JOBS:
1 > Reproduce the piece on serving others word for word, starting at "The best experiences" and ending at "our neighbors, etc.".
2 > According to the piece on serving others, in what year did the writer find the Church?
3 > Write the next part of the piece on serving others, picking up after its final sentence.

QUOTED TEXT:

****************

The best experiences I’ve had in my life have occurred through serving others. I found the Church in 1989 and one of the things that most impressed me and helped me in my conversion was seeing how the members were always interested and willing to help each other. Their capacity to serve and their interest in each other’s common welfare that I saw from the time I first joined strengthened my testimony and awakened in me a desire to want to be more involved in the Savior’s work.
Every day, we have multiple chances to serve. If we are in tune we will be Christ’s hands to bless the lives of others. During this age of many distractions when we think we never have enough time to manage all our responsibilities, it’s a good idea to pause and look around us. We can start in our own homes with our family, our neighbors, etc.
There is always something we can do, many times through simple acts. Keep a positive, friendly, and polite attitude, and treat others kindly. In this way, you can be a great help to someone who is going through a very difficult moment. Good feelings can be conveyed and help us to keep the Holy Ghost with us, and those we interact with can feel it.
The Savior said: “By this shall all men know that ye are my disciples, if ye have love one to another.”2
“It is only when we love God and Christ with all of our hearts, souls, and minds that we are able to share this love with our neighbors through acts of kindness and service—the way that the Savior would love and serve all of us if He were among us today.”3
President Spencer W. Kimball said: “It is vital that we serve each other in the kingdom. So often, our acts of service consist of simple encouragement or of giving mundane help with mundane tasks, but what glorious consequences can flow from mundane acts and from small but deliberate deeds!”4
Missionary service is an example of serving in the Lord’s way with infinite opportunities to help others, not just preaching with words, but also with actions. These actions reflect our love for our fellow men and for the Savior.

****************

GIVEN INFORMATION:
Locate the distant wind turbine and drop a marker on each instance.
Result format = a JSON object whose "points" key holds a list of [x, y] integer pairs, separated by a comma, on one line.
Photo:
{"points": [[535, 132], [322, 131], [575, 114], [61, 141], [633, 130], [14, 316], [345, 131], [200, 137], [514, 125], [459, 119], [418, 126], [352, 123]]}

****************

OUTPUTS BY TASK:
1 >
The best experiences I’ve had in my life have occurred through serving others. I found the Church in 1989 and one of the things that most impressed me and helped me in my conversion was seeing how the members were always interested and willing to help each other. Their capacity to serve and their interest in each other’s common welfare that I saw from the time I first joined strengthened my testimony and awakened in me a desire to want to be more involved in the Savior’s work.
Every day, we have multiple chances to serve. If we are in tune we will be Christ’s hands to bless the lives of others. During this age of many distractions when we think we never have enough time to manage all our responsibilities, it’s a good idea to pause and look around us. We can start in our own homes with our family, our neighbors, etc.

2 > 1989

3 >
Elder Derek Stephens who was a missionary in the Honduras Comayaguela Mission knows about this way of serving. I have a picture of a pair of old shoes that he still keeps. This is what he told me:
I was without new shoes for a while after that, but I had a family that was happy to have been able to enter the waters of baptism and make covenants with the Lord. Now I’m home and have finished my mission, but I still keep my old shoes. Whenever I look at them I remember that family, and I realize that that experience was a chance to understand, in a very small way, the Atonement of my Savior, Jesus Christ. I think about Him who gave more than His feet so He could bless all of mankind.”
As we serve with sincere love and selflessness, we ourselves and our families are the ones who are most blessed. We should serve no matter what the situation or the condition of the people, and only know and remember that they are sons and daughters of God.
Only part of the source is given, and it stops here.